◆ TASKS AND EXERCISES ◆
A – In the luncheon article, what reason is given for Perry taking school seriously starting in ninth grade? Answer in one to three sentences.
B – Quote the luncheon article word for word, starting at "Perry said he" and ending at "in the effort.".

◆ EXCERPTED PASSAGE ◆
The Liberty County School System was the topic of discussion at the Progress Through People Luncheon Thursday afternoon.
Interim Superintendent Dr. Franklin Perry addressed gathered business leaders and school personnel at the Performing Arts Center.
After watching a video about the district, Perry began his remarks with “We have a good school system. We have great employees and we have the best children that Liberty County can offer.”
Perry said he grew up in Oxford, Georgia, and did not take school seriously until the ninth grade, when he began playing the clarinet.
His band director told him he could earn scholarships to college by playing the clarinet, if he applied himself to his schoolwork.
Perry said his classes became easier as he started to put in the effort.
But he still had trouble in one class, biology, which he failed twice. He said his biology teacher was overheard boasting Perry wasn’t going to pass her class. When his mother heard about it, Perry said she marched to the school and talked to the teacher.
He passed the class and went on to earn multiple degrees.
“I’m committed to every child because it only takes a little bit to send a kid down the wrong road,” Perry said. “I believe that every child should have the opportunity to an education. With all that’s going on in the country today, it’s public education that is going to make the difference. We have not done a great job of selling the value of education to children, to our parents and to our community. They (students) are not sold on the idea that education is vital.”
Perry encouraged members in the audience to help by asking their employees about their child’s progress in school or providing incentives for good report cards.
“We need your help, because children are struggling with the idea of ‘Why do I need this education?’ And we’re trying to paint the picture that you’re going to be 20 years old, 60 years old and what you’re doing now is going to make a difference,” he said.

Natural-language object grounding data:
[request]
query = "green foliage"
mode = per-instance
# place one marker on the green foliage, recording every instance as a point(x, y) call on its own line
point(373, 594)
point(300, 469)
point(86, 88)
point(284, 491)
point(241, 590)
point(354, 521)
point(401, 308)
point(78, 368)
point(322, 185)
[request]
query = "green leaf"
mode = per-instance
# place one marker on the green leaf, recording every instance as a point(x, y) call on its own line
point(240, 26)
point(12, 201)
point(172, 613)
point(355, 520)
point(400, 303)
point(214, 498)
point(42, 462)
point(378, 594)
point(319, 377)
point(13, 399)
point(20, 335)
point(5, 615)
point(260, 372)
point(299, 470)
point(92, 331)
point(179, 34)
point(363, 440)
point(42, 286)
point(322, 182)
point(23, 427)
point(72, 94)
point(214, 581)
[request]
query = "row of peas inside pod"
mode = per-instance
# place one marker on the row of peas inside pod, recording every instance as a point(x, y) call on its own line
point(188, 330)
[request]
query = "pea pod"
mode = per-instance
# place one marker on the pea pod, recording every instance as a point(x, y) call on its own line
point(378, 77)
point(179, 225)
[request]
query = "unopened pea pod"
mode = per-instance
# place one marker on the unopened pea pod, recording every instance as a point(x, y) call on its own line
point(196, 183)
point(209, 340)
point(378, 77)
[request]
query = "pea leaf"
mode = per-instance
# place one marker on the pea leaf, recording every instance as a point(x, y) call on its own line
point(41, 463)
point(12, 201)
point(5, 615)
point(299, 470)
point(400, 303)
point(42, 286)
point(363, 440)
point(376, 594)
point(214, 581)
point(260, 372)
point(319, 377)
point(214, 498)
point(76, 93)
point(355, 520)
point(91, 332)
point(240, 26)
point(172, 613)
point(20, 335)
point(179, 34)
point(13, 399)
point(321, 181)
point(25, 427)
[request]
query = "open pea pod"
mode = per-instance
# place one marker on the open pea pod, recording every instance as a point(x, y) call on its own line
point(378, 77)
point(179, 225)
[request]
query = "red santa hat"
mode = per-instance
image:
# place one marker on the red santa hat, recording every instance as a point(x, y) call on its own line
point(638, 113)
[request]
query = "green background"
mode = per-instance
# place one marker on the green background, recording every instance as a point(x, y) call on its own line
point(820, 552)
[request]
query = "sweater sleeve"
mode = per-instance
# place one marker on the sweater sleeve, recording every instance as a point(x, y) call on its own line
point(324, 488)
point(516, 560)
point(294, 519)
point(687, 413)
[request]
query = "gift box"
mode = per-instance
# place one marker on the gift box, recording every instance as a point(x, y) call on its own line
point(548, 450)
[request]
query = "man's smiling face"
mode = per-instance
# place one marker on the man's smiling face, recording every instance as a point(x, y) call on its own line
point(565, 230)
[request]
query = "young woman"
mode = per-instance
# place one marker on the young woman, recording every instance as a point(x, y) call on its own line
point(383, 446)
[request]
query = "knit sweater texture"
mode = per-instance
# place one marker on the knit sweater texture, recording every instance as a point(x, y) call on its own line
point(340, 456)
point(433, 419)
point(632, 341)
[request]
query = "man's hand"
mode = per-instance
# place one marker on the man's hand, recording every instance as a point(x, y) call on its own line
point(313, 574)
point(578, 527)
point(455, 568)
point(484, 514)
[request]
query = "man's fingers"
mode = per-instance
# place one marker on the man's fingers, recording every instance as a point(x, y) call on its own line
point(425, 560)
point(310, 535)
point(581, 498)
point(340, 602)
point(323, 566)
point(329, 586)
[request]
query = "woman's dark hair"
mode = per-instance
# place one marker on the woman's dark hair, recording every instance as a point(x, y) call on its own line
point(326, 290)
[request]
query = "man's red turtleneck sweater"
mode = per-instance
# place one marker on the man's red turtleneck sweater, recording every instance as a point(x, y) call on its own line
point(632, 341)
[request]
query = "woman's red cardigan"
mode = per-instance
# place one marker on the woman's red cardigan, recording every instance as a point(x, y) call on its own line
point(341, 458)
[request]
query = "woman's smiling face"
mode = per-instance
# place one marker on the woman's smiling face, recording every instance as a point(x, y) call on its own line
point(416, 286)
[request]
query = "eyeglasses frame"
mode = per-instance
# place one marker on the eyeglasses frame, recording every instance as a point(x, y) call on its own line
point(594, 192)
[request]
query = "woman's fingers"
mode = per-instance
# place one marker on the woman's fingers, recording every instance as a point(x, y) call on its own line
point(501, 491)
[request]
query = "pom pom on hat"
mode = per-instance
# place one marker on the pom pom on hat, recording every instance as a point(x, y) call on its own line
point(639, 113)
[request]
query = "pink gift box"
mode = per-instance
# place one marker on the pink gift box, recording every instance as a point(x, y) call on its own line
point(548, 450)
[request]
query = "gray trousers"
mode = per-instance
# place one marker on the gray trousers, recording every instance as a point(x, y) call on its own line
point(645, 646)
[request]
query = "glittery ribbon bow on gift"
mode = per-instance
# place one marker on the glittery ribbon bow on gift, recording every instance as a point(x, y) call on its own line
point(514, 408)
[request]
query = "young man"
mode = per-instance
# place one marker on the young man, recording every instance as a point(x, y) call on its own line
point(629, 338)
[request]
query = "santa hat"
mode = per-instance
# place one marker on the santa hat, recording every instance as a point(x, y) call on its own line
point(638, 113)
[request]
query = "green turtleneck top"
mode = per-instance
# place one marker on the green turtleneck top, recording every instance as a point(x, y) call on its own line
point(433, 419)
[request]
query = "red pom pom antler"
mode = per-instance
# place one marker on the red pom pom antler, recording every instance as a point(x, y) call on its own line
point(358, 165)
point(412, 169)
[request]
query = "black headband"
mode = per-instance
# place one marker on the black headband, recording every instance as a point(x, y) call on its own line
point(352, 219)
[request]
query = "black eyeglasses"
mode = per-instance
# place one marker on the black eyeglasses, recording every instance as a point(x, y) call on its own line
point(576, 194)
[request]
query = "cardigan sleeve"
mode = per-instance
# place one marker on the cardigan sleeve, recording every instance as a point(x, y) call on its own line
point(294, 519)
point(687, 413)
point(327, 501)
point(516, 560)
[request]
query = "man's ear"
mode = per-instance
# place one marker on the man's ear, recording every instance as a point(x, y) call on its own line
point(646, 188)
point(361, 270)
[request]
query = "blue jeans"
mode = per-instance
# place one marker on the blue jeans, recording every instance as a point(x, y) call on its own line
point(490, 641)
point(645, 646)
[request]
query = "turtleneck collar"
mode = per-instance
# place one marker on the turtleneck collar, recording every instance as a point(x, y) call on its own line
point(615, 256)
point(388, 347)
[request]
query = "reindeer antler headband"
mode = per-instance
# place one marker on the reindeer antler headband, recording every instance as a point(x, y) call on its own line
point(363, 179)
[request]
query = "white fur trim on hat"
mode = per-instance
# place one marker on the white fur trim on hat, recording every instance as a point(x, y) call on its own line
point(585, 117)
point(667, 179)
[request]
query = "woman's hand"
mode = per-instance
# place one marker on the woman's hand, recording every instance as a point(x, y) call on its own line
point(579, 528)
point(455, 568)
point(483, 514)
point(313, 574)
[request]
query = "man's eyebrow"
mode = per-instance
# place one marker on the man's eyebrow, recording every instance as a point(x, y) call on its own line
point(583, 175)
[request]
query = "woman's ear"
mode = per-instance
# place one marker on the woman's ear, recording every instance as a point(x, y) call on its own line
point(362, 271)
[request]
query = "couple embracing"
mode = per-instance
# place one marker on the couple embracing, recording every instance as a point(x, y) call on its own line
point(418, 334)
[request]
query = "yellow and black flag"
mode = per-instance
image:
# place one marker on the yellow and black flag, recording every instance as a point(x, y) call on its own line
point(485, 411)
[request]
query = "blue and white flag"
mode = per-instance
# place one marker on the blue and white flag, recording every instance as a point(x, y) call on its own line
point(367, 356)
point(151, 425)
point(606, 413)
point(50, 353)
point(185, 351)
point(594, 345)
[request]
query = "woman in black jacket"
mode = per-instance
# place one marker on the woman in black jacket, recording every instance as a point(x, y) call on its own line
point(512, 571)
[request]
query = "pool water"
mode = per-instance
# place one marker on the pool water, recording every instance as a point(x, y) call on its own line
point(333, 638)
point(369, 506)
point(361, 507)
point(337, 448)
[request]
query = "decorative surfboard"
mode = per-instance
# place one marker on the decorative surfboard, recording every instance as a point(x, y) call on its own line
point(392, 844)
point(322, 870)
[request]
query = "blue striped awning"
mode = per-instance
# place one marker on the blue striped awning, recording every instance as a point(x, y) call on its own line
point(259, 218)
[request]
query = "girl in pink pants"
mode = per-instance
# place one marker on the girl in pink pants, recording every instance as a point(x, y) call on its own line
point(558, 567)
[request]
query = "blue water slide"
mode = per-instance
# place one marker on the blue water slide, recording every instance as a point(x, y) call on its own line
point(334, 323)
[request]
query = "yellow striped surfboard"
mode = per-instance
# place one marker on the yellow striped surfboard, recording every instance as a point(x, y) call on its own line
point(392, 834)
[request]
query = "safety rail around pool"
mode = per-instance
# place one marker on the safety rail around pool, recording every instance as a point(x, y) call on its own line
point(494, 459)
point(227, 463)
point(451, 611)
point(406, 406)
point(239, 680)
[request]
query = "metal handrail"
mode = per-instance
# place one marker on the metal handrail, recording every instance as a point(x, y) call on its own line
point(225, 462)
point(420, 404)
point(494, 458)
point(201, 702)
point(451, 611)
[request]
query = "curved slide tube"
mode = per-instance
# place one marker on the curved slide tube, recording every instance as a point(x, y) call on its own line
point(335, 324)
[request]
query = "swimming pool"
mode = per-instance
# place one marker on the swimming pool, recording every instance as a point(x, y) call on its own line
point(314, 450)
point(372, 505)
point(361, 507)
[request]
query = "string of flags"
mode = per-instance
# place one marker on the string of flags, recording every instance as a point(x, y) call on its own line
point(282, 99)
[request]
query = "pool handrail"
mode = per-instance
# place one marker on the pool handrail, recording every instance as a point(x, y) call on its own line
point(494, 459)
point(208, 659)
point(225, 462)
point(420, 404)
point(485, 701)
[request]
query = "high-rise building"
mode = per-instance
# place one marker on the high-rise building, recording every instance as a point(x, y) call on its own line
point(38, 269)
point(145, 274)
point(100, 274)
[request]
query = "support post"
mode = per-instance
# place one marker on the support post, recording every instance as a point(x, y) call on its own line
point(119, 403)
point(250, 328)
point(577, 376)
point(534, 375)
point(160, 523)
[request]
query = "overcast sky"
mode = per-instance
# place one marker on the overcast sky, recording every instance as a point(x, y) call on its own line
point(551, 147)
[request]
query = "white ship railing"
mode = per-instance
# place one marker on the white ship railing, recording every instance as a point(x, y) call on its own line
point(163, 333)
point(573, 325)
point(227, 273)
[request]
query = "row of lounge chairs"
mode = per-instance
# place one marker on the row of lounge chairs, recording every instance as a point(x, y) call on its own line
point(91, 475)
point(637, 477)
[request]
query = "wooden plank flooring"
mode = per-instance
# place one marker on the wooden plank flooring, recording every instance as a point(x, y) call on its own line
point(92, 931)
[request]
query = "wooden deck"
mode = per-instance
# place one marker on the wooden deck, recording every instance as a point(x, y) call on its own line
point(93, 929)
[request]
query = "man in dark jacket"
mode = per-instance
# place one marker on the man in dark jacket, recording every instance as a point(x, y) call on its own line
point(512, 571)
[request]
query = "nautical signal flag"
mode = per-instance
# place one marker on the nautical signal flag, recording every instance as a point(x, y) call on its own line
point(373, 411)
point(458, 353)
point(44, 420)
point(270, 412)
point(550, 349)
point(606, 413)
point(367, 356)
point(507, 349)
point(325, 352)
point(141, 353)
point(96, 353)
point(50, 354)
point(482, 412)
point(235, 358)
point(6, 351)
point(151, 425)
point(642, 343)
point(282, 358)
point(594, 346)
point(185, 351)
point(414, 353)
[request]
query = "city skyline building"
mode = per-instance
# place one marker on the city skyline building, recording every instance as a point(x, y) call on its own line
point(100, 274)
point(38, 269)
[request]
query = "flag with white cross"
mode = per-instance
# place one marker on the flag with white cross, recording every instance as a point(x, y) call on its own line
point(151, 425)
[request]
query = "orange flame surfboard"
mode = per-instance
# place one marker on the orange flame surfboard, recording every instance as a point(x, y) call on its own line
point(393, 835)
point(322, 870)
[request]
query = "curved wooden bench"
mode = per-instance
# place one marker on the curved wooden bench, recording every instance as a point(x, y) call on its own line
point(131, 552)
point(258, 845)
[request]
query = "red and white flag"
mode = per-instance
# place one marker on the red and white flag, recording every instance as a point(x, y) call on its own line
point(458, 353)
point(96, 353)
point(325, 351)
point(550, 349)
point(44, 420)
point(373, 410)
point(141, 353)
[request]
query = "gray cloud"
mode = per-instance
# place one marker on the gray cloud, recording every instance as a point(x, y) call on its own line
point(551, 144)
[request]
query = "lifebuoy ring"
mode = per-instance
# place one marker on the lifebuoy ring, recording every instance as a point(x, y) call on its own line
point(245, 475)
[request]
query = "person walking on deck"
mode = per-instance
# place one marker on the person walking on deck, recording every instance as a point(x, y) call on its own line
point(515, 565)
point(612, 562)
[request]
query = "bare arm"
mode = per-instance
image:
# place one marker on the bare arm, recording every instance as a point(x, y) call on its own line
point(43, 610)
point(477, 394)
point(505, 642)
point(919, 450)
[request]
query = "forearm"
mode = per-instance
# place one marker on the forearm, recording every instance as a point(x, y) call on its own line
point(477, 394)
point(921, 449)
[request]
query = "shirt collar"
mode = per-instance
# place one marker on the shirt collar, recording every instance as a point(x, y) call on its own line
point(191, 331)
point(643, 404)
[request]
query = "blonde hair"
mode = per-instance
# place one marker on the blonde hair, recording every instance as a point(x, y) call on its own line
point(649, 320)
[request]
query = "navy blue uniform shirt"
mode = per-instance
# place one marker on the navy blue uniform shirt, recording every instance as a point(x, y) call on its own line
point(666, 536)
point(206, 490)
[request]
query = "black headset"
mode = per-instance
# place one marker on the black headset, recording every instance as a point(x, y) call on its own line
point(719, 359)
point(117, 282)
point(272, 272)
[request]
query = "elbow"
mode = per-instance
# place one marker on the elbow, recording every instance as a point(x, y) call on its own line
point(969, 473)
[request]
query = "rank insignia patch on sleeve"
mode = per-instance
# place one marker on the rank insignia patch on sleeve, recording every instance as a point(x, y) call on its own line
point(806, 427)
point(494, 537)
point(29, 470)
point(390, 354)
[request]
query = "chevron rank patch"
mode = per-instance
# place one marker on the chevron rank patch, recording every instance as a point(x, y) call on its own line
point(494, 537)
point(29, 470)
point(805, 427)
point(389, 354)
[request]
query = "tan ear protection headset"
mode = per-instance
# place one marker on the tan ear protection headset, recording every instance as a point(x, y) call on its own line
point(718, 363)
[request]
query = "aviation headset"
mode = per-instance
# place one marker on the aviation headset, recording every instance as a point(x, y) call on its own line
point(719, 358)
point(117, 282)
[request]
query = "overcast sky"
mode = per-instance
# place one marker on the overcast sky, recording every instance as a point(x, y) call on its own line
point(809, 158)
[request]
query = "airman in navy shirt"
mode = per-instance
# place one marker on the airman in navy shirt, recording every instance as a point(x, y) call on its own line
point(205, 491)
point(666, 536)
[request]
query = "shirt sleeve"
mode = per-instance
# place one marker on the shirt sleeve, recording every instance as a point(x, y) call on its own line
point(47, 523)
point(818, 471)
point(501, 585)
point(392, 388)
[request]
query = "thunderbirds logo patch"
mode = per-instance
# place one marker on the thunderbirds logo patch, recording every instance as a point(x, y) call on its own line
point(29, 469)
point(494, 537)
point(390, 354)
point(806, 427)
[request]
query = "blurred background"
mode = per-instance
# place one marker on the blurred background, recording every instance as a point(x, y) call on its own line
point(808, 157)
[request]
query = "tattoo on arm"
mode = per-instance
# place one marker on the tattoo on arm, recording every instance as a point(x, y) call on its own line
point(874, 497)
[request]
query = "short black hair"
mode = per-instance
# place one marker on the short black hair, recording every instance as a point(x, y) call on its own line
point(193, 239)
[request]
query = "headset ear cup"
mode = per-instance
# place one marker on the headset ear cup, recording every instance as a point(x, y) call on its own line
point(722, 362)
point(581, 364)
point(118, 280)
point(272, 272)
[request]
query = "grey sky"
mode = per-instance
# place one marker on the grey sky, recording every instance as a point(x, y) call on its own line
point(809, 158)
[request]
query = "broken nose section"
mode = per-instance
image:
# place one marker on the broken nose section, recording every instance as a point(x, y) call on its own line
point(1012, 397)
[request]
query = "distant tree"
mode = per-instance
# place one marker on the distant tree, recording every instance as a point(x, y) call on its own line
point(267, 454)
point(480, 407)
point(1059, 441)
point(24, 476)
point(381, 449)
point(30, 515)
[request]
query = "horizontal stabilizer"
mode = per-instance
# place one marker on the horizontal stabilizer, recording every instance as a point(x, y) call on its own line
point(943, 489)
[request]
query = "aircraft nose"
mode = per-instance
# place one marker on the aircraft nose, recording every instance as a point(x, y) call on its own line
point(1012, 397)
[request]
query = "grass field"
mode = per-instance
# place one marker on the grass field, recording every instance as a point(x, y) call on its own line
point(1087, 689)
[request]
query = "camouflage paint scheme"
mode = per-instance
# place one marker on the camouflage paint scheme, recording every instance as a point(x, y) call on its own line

◆ TASK RESPONSES ◆
A – In ninth grade Perry began playing the clarinet. His band director told him he could earn college scholarships by playing it if he applied himself to his schoolwork.

B –
Perry said he grew up in Oxford, Georgia, and did not take school seriously until the ninth grade, when he began playing the clarinet.
His band director told him he could earn scholarships to college by playing the clarinet, if he applied himself to his schoolwork.
Perry said his classes became easier as he started to put in the effort.